____ Given information
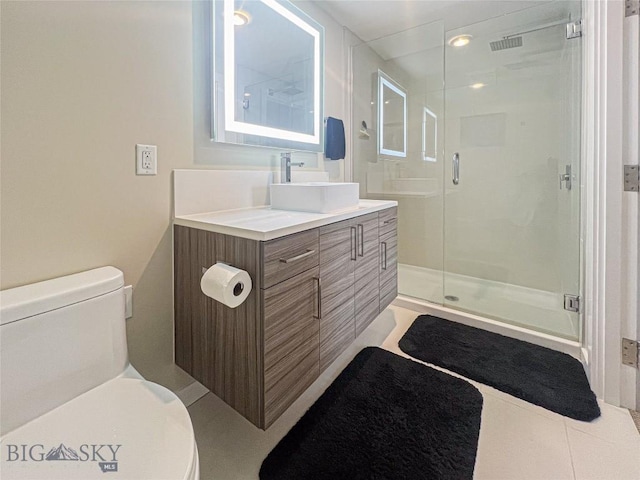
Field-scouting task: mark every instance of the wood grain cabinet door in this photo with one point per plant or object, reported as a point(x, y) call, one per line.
point(367, 286)
point(388, 269)
point(291, 341)
point(337, 266)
________
● What you need to do: Please reproduce every one of the entries above word for word, leaving out the pictures.

● Final answer:
Field-scouting task: mark every instance of the wood grain cabinet door in this photo with one point per plant or object, reported as a point(x, y) call, one per line.
point(367, 286)
point(388, 269)
point(291, 341)
point(337, 266)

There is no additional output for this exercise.